Task >> Find every line in the records below that contains the string "stick" and copy each such line, treating uppercase and lowercase as different.
+ + + + +
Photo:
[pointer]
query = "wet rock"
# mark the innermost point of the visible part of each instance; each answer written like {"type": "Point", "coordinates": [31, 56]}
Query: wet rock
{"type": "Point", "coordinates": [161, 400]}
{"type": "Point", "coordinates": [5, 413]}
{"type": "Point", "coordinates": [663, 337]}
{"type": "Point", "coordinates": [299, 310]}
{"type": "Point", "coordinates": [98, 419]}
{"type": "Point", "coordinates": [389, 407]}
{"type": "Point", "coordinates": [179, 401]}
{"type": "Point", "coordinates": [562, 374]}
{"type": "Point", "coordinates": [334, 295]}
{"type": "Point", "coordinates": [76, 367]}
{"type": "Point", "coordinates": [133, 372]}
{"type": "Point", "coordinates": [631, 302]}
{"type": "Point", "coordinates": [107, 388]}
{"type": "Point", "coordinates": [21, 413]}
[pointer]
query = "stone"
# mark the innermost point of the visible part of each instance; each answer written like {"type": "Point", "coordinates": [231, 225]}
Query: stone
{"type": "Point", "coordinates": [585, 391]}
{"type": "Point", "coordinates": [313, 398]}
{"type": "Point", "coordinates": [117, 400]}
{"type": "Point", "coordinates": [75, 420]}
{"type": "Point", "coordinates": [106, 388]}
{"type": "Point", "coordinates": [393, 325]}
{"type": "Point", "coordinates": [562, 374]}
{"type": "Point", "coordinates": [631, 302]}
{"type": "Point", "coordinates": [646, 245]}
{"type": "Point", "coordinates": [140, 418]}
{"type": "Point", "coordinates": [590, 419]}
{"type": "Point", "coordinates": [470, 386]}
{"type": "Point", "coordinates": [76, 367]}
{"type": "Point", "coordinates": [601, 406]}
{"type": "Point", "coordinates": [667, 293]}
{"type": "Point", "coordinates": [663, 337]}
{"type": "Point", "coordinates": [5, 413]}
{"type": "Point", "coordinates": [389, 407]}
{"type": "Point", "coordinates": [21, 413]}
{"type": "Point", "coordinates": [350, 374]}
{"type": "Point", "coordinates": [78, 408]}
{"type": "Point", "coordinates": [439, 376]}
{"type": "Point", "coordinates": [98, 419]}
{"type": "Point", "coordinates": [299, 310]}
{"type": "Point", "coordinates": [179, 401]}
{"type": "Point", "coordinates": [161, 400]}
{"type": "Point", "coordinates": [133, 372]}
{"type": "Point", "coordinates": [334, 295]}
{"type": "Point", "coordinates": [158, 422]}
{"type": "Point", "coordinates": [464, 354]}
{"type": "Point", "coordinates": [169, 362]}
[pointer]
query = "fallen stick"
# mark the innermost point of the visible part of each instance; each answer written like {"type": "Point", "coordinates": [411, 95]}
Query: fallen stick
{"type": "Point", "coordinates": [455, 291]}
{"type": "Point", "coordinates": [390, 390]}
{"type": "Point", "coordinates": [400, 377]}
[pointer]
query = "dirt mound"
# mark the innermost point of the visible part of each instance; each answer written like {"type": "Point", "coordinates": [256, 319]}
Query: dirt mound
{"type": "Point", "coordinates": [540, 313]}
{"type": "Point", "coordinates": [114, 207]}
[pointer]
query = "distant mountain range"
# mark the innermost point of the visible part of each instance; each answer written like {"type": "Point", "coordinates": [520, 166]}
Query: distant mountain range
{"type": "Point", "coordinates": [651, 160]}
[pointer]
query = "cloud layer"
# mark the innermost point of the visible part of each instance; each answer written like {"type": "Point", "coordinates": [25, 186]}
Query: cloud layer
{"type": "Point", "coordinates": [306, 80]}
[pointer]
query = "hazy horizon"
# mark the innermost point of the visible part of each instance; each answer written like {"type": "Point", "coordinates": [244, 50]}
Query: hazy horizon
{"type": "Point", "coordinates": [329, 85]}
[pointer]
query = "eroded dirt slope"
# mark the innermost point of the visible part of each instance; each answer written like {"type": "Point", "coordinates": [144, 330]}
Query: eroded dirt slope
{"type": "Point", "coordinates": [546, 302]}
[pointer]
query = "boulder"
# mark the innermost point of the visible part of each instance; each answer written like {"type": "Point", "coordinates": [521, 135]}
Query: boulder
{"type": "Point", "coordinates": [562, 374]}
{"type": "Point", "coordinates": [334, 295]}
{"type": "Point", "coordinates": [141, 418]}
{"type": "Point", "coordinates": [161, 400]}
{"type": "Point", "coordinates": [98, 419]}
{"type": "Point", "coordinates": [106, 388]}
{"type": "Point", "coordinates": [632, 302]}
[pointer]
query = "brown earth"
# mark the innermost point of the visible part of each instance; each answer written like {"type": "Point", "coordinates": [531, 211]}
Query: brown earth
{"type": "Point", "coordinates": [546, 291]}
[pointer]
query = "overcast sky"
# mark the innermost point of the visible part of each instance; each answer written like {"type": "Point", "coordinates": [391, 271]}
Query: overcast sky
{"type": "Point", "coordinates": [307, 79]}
+ + + + +
Exercise result >>
query = "fallen stick"
Query: fallen stick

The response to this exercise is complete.